The task - Starting at the line that contains "the green hill" and continuing through the final line, write those lines out again with "pixel coordinates" substituted by "exact coordinates" and nothing else altered.

Material shown -
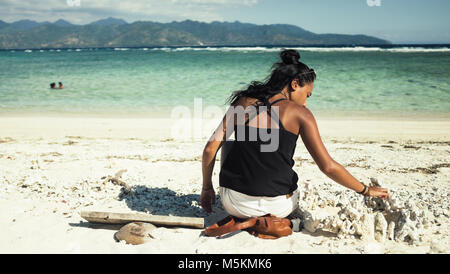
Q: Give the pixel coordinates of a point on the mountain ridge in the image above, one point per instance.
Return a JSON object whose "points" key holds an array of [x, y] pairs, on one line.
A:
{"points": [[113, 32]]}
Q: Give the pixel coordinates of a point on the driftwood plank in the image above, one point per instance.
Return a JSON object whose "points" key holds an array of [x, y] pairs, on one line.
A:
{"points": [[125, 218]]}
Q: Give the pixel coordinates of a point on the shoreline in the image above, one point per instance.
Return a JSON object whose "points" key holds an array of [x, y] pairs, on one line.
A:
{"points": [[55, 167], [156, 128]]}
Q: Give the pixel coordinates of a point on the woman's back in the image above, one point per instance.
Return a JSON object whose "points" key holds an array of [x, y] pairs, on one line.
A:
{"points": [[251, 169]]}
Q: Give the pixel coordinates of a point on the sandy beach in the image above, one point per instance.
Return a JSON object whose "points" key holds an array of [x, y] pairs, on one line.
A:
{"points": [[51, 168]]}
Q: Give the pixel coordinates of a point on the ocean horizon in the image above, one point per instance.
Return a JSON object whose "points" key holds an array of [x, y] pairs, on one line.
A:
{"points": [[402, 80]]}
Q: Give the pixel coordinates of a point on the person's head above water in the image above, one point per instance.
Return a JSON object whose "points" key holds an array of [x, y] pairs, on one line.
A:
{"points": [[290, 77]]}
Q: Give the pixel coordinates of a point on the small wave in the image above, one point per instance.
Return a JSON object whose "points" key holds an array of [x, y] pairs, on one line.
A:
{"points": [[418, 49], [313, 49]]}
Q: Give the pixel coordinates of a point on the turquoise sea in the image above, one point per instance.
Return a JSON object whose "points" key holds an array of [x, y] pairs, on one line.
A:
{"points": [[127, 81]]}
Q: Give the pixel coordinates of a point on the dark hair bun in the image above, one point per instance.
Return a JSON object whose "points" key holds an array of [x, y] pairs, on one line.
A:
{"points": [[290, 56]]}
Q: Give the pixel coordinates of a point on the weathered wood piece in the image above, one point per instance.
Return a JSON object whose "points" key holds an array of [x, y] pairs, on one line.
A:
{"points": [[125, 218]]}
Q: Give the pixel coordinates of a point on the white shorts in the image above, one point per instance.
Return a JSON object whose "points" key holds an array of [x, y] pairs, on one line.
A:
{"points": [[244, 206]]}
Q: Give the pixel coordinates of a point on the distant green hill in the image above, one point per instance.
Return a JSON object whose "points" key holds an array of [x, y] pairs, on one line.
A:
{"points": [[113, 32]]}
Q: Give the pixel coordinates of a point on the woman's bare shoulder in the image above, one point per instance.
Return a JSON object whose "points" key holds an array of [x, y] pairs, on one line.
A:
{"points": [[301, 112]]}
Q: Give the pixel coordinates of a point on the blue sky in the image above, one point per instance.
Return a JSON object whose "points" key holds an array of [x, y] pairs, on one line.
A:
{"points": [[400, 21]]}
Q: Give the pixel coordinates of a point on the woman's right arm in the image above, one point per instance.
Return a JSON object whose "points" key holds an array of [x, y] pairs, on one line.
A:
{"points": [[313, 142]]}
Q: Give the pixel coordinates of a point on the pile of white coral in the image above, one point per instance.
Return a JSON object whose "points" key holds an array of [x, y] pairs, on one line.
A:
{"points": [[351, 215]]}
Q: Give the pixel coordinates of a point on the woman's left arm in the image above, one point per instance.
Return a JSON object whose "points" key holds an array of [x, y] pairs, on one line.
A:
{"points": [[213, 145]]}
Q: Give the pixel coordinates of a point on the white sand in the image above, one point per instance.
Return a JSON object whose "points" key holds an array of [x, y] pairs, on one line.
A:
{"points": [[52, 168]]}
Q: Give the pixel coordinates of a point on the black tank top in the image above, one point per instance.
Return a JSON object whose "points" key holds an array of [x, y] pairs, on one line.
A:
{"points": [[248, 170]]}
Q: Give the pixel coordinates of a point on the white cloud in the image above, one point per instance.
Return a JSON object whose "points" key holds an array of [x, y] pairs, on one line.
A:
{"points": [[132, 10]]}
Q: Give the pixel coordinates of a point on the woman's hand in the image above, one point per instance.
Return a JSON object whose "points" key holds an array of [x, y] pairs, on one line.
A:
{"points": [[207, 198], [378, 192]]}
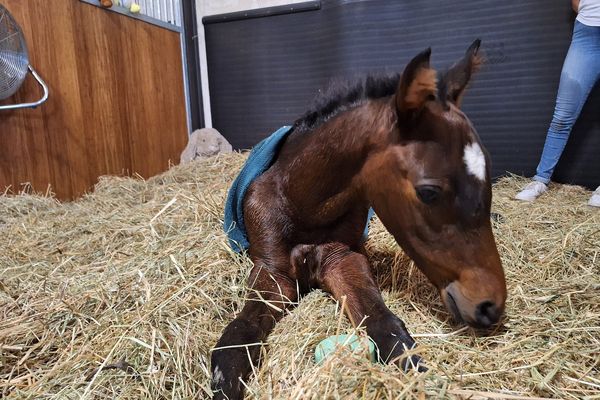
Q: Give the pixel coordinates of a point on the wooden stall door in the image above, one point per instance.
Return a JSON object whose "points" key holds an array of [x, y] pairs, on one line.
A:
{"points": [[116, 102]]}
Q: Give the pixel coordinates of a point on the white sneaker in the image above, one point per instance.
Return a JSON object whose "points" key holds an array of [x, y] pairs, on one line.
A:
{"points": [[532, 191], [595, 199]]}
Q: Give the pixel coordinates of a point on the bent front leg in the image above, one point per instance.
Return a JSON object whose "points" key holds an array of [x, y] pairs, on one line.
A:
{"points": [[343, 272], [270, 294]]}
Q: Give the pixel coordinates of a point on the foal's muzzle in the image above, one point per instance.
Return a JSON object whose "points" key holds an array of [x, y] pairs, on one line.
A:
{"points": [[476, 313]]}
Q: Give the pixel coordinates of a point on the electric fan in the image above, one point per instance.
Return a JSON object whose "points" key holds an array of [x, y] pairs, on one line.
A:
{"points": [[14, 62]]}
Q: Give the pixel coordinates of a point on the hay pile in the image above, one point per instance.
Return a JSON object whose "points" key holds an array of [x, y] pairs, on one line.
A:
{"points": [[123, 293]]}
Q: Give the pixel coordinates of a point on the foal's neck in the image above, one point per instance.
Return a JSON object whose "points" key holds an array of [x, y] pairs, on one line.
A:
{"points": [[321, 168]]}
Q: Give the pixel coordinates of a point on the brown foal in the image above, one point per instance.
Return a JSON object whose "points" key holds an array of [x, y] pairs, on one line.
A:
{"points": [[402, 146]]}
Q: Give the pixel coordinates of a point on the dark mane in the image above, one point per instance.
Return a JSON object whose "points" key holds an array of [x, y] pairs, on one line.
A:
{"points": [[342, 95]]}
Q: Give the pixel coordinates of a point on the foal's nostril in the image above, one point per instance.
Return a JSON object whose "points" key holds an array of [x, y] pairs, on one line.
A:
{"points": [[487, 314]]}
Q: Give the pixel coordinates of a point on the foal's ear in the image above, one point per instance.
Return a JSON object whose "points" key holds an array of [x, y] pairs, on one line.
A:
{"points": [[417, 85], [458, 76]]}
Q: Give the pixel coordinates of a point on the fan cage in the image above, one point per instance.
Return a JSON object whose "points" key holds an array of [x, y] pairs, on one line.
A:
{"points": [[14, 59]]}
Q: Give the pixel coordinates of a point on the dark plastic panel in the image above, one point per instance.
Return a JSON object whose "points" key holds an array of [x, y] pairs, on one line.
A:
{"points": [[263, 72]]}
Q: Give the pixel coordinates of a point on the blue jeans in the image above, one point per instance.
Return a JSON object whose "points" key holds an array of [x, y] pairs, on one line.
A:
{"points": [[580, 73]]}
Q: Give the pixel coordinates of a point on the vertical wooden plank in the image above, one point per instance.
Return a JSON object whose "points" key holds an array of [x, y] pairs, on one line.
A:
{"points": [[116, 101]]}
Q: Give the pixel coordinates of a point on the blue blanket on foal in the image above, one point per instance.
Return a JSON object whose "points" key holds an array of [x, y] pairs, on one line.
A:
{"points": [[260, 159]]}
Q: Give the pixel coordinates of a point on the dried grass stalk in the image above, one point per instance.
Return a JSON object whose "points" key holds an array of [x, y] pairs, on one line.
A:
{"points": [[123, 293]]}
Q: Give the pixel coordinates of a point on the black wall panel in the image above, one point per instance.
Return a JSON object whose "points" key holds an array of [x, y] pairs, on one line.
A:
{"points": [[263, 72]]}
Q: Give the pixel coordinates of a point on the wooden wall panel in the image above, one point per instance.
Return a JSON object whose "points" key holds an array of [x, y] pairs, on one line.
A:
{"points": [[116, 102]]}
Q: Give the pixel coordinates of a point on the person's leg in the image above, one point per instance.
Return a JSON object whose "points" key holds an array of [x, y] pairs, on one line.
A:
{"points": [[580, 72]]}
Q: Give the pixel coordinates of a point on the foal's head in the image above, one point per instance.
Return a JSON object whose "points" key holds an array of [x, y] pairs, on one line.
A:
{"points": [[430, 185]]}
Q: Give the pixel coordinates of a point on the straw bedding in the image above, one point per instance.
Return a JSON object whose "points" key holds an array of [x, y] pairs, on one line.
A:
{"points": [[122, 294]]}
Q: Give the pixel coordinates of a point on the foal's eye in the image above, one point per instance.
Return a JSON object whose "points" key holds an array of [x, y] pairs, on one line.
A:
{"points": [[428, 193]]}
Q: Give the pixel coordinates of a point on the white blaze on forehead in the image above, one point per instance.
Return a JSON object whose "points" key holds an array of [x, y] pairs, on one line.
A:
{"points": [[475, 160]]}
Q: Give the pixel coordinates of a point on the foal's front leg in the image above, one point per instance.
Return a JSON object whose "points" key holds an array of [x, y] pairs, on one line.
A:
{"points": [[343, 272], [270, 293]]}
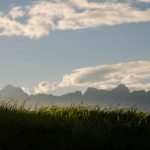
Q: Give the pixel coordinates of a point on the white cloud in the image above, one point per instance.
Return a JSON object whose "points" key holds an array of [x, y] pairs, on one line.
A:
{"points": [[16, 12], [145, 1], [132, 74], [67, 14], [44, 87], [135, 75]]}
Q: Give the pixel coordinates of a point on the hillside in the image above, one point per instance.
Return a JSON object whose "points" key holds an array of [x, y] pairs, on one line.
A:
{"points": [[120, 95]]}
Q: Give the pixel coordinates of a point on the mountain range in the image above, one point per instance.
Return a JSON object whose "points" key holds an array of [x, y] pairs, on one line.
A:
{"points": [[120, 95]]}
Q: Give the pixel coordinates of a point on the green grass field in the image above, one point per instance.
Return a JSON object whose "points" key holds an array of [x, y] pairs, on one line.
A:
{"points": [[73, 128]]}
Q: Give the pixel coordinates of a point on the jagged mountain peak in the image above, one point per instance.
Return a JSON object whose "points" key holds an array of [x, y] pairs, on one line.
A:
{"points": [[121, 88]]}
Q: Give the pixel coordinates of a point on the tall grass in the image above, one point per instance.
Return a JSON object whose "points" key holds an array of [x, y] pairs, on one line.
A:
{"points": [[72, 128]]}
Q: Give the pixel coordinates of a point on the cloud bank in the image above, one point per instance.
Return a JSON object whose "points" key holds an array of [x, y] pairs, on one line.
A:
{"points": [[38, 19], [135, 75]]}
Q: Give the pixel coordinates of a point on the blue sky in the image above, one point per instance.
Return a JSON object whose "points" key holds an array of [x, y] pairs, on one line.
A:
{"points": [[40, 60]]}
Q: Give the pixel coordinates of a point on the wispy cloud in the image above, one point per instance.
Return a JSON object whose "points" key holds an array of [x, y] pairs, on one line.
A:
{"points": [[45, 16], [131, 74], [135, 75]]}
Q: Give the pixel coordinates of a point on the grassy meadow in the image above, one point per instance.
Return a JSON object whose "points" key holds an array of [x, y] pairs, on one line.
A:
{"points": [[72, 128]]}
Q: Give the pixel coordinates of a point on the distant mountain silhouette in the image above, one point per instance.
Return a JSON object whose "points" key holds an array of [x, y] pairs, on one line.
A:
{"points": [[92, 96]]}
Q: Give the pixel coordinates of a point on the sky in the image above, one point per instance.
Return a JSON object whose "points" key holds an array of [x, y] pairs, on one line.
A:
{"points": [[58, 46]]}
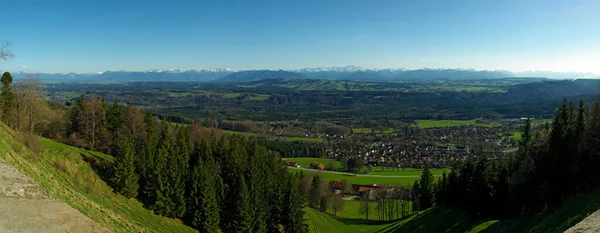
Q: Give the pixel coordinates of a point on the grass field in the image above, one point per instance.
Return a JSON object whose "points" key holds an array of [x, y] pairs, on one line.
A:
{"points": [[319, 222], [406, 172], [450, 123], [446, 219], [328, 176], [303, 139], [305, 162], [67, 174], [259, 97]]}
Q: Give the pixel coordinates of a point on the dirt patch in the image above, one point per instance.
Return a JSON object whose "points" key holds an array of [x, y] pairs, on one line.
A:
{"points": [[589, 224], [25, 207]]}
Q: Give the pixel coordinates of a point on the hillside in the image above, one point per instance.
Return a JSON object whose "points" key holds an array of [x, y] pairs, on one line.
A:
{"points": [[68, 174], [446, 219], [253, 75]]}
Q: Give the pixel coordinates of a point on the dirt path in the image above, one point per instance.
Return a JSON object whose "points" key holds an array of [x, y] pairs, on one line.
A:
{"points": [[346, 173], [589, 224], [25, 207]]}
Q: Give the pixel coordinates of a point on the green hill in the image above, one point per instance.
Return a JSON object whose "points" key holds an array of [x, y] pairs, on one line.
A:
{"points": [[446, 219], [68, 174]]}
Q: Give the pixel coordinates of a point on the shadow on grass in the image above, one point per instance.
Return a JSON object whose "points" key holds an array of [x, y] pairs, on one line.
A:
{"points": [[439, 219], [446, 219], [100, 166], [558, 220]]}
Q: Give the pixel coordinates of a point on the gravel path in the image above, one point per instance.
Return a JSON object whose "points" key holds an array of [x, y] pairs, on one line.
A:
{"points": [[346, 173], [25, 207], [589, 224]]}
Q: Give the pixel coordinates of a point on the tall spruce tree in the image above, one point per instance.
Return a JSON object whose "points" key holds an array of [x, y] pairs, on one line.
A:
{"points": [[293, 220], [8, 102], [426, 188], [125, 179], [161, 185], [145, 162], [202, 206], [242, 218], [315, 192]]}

Answer to the task -
Q: Give the exact coordinates of a point on the green hill in the image above, one point per instance.
Return a JSON object whose "points" key holds an array of [x, y] pairs, on one line.
A:
{"points": [[446, 219], [68, 174]]}
Q: Give the exact coordinates of a point on the shadow on grass in the image above, one point per instance.
Return a JSON object whose "points" key holds an array of [x, y] pairs, on one line.
A:
{"points": [[439, 219], [446, 219], [100, 166], [558, 220]]}
Q: Give the exact coordinates of a point on the gravel path in the image above, one point per instance.
Return a JSON object whose "points" key holds an array of [x, y] pairs, on one line.
A:
{"points": [[346, 173], [25, 207], [589, 224]]}
Q: Give the exact coordinates of a point on the tall spruce tree in the image above, one point per instance.
Return a JSON object whose "points" key holds an array of [x, y] pairs, on one line.
A:
{"points": [[293, 220], [8, 102], [426, 188], [125, 179], [161, 185], [145, 162], [202, 206], [242, 218], [315, 192]]}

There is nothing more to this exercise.